<<<<
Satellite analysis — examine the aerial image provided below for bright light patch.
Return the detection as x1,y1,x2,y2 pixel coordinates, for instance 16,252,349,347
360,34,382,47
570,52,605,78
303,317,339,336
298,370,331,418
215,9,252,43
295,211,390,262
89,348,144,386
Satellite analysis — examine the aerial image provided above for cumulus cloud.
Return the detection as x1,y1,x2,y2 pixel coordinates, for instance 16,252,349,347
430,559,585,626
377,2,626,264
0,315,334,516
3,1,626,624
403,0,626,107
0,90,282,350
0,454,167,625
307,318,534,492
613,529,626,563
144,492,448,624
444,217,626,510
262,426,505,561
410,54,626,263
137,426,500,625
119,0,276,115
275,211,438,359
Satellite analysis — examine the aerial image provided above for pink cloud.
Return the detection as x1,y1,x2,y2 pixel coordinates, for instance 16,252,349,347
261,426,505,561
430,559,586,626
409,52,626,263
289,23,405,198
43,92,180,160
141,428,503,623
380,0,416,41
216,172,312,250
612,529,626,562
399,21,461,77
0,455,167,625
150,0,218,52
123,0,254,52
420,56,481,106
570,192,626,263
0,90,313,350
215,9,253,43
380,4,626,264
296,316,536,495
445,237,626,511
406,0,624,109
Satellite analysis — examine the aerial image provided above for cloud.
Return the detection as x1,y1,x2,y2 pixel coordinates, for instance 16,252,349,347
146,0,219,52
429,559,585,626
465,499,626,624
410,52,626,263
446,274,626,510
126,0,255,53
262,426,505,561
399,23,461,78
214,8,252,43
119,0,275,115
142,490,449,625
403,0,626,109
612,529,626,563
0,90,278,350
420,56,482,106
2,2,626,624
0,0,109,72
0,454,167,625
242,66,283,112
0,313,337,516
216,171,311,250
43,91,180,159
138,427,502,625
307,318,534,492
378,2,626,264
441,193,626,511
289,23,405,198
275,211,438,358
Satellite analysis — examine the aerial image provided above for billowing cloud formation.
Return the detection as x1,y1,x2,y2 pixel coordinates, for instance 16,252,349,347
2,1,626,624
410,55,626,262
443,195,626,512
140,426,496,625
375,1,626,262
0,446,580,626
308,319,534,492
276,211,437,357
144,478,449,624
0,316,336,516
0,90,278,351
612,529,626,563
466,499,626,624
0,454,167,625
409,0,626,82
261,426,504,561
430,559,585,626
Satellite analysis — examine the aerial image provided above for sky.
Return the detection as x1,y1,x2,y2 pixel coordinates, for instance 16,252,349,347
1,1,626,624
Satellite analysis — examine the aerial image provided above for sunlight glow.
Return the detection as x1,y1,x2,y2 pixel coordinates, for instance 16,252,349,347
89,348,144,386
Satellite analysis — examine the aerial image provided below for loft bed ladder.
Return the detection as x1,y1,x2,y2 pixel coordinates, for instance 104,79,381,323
>>>>
• EXERCISE DIRECTIONS:
Print out each line of the data exactly.

• ANSWER SECTION:
Satellite analysis — examine the aerial image provided below for bright light patch.
Return the detection as x1,y1,x2,y2 pixel coordinates, for instance 16,252,349,347
360,34,382,47
570,52,605,78
303,317,339,336
298,370,331,418
215,9,252,43
295,211,390,262
89,348,144,386
Satellite analysis — examine the aerial image provided above for cumulus cloud.
Return the detection as x1,y1,x2,y2 pixel coordinates, for instance 16,252,349,347
430,559,585,626
377,2,626,264
0,315,334,516
3,1,626,624
403,0,626,107
0,90,282,350
0,454,167,625
307,318,534,492
613,529,626,563
144,492,448,624
444,217,626,510
262,426,505,561
410,54,626,263
137,426,500,625
119,0,276,115
275,211,438,359
Satellite analysis — examine the aerial image provided above for pink cloud.
Return the detection as x1,y1,x2,y2 pixel coordinates, for instance 16,252,349,347
261,426,505,561
430,559,586,626
409,52,626,263
289,23,405,198
43,92,180,160
141,428,503,623
380,0,416,41
216,172,312,250
612,529,626,562
399,21,461,77
0,455,167,625
150,0,218,52
123,0,254,52
420,56,481,106
570,192,626,263
0,90,313,350
215,9,253,43
380,4,626,264
296,316,536,495
445,237,626,511
406,0,624,109
Satellite analysis — examine the aerial image provided above for cloud.
Return the detection as x1,y1,x2,y2 pixel coordinates, for instance 16,252,349,347
146,0,219,52
429,559,585,626
465,499,626,624
410,52,626,263
446,274,626,510
126,0,255,53
262,426,505,561
399,23,461,78
214,8,252,43
119,0,275,115
142,490,449,625
403,0,626,109
612,529,626,563
0,90,278,350
420,56,482,106
2,2,626,624
0,0,109,72
0,454,167,625
242,66,283,112
0,313,337,516
216,171,311,250
43,91,180,159
138,427,502,625
307,318,534,492
378,2,626,264
441,193,626,511
289,23,405,198
275,211,438,358
Satellite analysis — examine the aerial image provided above for billowing cloud formation.
Return the detection as x1,y1,x2,y2 pixel coordinates, for instance 16,252,349,347
2,1,626,624
410,55,626,262
443,195,626,512
140,426,496,625
375,1,626,262
0,446,580,626
308,319,534,492
276,211,437,357
144,478,449,624
0,316,336,516
0,90,278,351
612,529,626,563
466,499,626,624
0,454,167,625
409,0,626,82
261,426,504,561
430,559,585,626
Satellite analysis — examine the aerial image provided above for sky.
Return the detection as x1,y1,x2,y2 pixel coordinates, for instance 16,252,349,347
1,1,626,624
Satellite analysis — examine the aerial image provided above for sunlight glow.
Return the detection as x1,y1,x2,y2 pixel coordinates, for instance 16,252,349,347
89,348,144,386
Satellite analysis — examine the aerial image provided below for loft bed ladder.
Return the detection as x1,y1,x2,y2 pixel coordinates, for instance 104,79,381,323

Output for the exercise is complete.